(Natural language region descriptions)
***

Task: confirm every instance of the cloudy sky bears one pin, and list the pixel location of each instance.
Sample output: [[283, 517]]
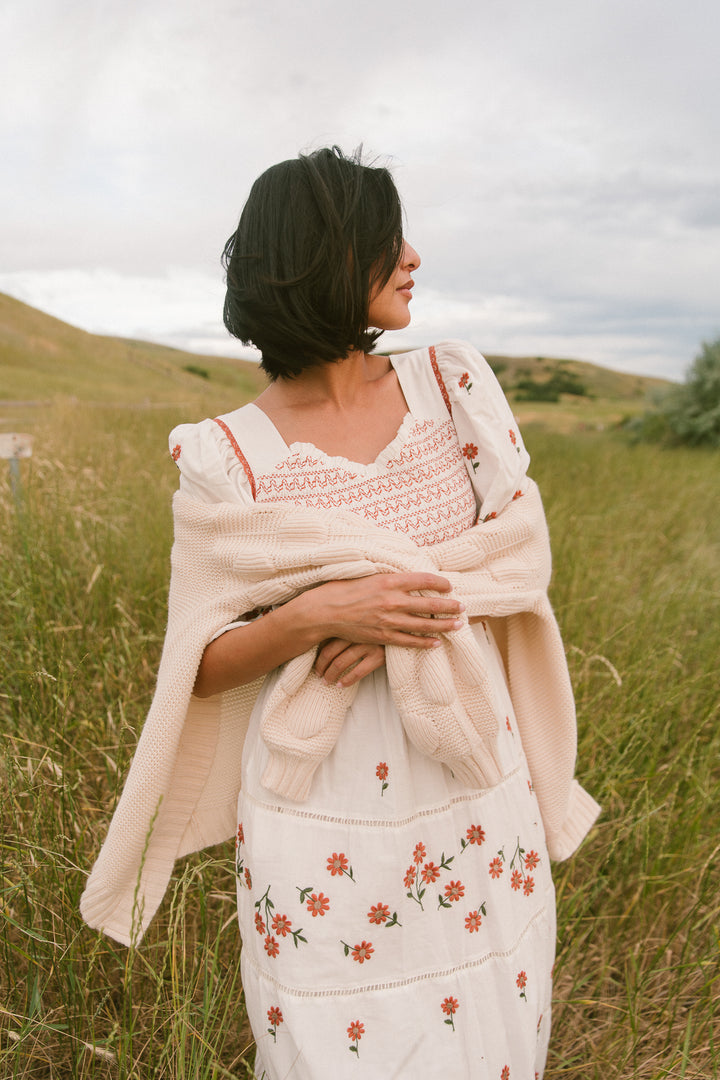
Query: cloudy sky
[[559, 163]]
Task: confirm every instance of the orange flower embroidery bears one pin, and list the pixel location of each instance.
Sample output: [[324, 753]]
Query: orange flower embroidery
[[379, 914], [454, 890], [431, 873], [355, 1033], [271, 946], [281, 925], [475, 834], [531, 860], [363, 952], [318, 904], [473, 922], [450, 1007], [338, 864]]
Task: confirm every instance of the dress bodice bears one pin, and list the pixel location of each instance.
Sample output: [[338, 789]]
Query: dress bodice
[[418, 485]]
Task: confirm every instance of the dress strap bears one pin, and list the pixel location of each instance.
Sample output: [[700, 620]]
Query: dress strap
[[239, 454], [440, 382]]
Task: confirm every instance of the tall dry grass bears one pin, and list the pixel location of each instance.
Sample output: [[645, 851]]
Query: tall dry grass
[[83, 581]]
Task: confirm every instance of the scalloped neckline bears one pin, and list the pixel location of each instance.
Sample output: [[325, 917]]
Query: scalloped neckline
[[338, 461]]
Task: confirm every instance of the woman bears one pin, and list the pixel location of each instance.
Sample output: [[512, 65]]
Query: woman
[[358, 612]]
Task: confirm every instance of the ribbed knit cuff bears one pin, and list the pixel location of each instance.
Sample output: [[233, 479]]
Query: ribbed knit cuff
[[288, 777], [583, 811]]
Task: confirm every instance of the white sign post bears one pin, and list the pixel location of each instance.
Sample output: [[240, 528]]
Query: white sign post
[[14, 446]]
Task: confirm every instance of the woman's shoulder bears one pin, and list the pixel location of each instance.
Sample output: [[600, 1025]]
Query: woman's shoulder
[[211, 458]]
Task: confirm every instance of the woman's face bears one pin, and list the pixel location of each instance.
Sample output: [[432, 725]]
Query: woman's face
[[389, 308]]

***

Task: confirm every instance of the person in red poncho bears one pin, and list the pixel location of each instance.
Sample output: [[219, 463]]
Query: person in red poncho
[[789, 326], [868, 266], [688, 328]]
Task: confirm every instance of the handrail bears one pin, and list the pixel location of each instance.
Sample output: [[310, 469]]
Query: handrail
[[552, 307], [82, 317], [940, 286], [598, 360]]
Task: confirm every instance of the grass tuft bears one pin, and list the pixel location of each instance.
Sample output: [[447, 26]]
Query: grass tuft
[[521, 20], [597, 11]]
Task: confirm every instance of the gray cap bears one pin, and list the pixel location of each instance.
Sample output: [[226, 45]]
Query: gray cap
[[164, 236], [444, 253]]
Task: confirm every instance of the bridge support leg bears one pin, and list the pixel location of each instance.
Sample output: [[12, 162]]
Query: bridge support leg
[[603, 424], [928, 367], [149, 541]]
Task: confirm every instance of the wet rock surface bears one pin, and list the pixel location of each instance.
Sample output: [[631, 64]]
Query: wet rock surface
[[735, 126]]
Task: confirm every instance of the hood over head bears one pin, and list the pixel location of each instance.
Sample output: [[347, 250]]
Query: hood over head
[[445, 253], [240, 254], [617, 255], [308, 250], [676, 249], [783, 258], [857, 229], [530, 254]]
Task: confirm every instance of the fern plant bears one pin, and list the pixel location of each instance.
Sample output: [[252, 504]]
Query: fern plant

***

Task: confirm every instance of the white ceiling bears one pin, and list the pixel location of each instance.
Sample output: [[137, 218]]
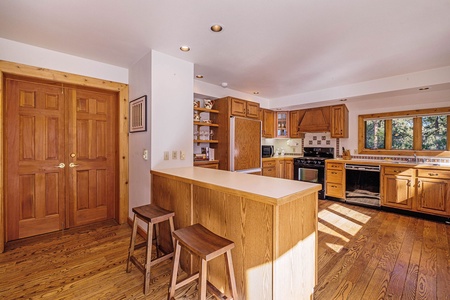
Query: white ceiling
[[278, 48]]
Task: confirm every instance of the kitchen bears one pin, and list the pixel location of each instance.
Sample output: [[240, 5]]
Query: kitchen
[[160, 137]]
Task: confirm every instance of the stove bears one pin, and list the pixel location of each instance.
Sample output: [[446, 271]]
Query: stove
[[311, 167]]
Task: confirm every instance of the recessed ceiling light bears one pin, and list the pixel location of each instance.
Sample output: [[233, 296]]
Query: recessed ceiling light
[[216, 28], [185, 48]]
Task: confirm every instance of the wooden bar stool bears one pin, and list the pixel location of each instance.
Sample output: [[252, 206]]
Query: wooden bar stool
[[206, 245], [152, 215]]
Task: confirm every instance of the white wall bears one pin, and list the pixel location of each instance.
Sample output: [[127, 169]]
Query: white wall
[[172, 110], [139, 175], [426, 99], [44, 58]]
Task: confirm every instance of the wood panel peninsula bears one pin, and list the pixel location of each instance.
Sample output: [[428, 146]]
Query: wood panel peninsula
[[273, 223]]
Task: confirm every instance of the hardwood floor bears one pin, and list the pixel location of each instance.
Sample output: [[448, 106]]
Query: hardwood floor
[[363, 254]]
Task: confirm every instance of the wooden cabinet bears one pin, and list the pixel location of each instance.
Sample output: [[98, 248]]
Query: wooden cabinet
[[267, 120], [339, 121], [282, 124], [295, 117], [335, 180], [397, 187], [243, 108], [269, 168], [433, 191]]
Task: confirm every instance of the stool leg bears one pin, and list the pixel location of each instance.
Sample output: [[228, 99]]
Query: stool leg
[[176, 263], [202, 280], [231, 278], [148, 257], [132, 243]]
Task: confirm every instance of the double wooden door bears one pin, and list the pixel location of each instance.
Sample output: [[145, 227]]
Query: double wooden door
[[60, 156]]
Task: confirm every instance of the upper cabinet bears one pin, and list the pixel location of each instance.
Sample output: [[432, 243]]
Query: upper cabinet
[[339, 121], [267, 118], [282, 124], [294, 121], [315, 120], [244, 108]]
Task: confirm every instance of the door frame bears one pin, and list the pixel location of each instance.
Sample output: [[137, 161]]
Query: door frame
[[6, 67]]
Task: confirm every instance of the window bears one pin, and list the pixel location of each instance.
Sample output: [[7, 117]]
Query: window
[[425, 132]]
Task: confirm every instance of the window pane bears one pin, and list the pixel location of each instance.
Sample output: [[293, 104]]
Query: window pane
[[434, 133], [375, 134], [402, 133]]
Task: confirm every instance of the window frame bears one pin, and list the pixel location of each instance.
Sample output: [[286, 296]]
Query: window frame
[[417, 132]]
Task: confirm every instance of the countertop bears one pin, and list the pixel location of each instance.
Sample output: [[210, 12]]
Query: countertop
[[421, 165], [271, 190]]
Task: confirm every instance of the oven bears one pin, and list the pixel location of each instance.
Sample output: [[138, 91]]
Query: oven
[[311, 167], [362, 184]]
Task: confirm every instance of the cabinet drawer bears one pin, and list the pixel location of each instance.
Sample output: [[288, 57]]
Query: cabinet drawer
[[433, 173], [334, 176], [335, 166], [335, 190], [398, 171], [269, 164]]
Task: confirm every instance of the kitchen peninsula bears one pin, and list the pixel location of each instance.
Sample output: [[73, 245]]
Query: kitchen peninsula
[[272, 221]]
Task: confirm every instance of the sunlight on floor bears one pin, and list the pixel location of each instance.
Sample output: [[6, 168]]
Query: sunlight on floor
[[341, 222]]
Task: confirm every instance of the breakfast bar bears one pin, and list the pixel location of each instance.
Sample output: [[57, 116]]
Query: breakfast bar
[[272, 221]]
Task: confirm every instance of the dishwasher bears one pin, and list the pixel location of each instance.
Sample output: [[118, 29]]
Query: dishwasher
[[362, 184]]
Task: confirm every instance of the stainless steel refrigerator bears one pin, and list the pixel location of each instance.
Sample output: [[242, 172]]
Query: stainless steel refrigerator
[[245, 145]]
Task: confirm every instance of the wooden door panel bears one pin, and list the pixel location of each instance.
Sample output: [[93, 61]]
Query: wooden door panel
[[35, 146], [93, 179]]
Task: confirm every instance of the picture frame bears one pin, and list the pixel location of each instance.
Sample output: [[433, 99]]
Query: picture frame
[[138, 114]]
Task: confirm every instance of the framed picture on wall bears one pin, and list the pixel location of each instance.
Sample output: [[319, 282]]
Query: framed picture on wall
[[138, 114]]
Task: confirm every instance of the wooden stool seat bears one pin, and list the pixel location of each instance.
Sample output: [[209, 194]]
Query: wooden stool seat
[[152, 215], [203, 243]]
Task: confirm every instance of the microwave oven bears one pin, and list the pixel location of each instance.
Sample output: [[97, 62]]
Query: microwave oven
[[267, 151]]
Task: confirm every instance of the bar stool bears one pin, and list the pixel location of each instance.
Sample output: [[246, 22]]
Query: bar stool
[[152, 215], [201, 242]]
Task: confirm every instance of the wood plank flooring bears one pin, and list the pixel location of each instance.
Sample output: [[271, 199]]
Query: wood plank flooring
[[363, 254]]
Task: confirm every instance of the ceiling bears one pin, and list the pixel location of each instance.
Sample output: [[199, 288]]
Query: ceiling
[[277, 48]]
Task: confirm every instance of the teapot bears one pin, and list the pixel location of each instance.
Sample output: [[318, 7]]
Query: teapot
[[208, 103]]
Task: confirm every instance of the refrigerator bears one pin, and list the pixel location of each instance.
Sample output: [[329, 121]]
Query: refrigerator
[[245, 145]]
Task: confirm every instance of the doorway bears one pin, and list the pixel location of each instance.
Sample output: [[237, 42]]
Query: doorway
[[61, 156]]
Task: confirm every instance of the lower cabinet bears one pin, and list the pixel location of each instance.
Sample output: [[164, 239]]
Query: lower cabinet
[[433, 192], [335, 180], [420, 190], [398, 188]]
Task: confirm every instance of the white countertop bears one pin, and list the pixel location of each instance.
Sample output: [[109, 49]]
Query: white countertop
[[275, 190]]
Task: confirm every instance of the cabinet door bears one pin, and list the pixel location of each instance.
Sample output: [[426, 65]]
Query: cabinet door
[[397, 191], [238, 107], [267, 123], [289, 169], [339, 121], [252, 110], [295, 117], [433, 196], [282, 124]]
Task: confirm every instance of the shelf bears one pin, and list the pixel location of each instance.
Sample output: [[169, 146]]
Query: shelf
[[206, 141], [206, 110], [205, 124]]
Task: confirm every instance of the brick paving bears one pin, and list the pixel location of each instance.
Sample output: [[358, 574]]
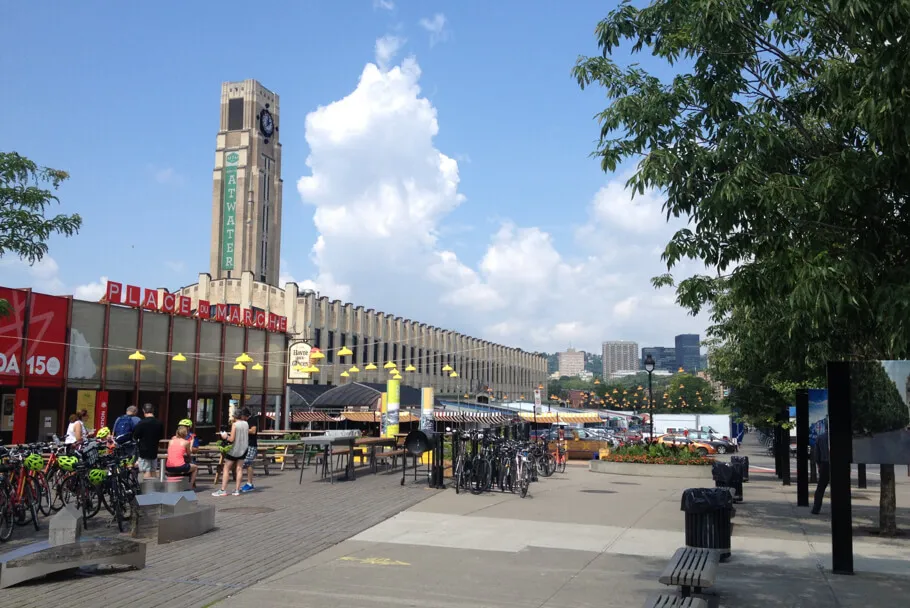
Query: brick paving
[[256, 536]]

***

▶ [Exercise goal]:
Please find the lines in the data that contain the word "plant" and copy them.

▶ [Answer space]:
Task: confirm every instance of the fern plant bears one pin, and list the pixel location of each instance.
Query: fern plant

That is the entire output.